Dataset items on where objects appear
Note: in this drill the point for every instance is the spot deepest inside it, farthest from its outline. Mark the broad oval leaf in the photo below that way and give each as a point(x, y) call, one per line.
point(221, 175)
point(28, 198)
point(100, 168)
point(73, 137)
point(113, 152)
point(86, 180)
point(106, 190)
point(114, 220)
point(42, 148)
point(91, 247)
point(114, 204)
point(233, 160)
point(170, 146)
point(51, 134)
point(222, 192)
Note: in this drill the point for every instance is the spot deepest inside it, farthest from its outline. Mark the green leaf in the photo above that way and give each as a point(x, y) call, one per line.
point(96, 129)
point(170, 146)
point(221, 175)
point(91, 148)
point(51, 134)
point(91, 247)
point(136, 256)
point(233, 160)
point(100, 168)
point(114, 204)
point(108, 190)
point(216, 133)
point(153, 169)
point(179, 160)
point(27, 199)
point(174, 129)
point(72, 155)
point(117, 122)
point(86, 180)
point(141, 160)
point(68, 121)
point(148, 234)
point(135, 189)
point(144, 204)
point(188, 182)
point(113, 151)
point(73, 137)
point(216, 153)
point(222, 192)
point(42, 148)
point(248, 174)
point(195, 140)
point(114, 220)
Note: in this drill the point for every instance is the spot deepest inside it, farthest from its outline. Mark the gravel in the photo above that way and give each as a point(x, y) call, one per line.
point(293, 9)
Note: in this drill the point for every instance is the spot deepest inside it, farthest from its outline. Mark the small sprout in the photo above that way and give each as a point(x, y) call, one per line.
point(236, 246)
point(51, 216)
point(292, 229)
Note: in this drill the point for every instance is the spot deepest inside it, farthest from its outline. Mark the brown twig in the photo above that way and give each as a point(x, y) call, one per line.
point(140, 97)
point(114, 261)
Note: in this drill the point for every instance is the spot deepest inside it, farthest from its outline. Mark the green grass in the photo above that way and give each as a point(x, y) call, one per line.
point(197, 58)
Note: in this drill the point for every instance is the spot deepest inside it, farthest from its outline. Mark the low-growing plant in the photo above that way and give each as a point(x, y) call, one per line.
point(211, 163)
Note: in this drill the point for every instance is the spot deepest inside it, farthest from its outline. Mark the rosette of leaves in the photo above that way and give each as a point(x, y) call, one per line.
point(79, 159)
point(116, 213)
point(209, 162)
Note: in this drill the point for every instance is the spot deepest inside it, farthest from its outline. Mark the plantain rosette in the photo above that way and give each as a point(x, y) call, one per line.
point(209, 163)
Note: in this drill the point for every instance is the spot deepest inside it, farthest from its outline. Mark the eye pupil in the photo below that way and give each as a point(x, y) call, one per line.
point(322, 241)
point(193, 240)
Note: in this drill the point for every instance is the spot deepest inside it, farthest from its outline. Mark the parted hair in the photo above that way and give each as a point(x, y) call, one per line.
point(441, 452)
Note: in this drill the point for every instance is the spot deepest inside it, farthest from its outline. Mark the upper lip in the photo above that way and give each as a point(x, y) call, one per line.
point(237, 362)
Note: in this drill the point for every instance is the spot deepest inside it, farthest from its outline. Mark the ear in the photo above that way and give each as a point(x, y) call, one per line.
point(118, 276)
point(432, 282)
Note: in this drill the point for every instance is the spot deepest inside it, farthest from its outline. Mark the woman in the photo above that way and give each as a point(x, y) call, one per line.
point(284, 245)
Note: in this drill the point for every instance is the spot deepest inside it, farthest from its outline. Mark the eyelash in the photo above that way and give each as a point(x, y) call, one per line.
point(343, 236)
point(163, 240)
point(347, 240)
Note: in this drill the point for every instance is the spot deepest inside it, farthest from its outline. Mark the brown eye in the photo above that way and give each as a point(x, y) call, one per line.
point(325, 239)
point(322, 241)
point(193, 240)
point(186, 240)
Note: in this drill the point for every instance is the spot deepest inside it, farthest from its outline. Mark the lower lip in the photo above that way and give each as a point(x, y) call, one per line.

- [Stated problem] Write out again the part of the items above that opens with the line containing "the eye pupil" and closes with the line containing "point(237, 362)", keeping the requests and scaling every coordinate in the answers by 1.35, rounded to whole numbers with halves going up.

- [Solution for this task]
Note: in this drill the point for every instance is the spot deepest inside it, farthest from its outline. Mark the eye pupil in the photo below that way and give each as a point(x, y) call, one per line.
point(435, 325)
point(261, 324)
Note: in this drill the point for every instance is the spot deepest inside it, farthest from its outline. Mark the parted hair in the photo above that way and give each as a point(x, y) call, one per line.
point(595, 610)
Note: in this drill the point for every instance is the spot deepest inside it, farthest from its outline. Mark the upper lip in the photo above that way and give each as a point(x, y) call, one per line.
point(320, 489)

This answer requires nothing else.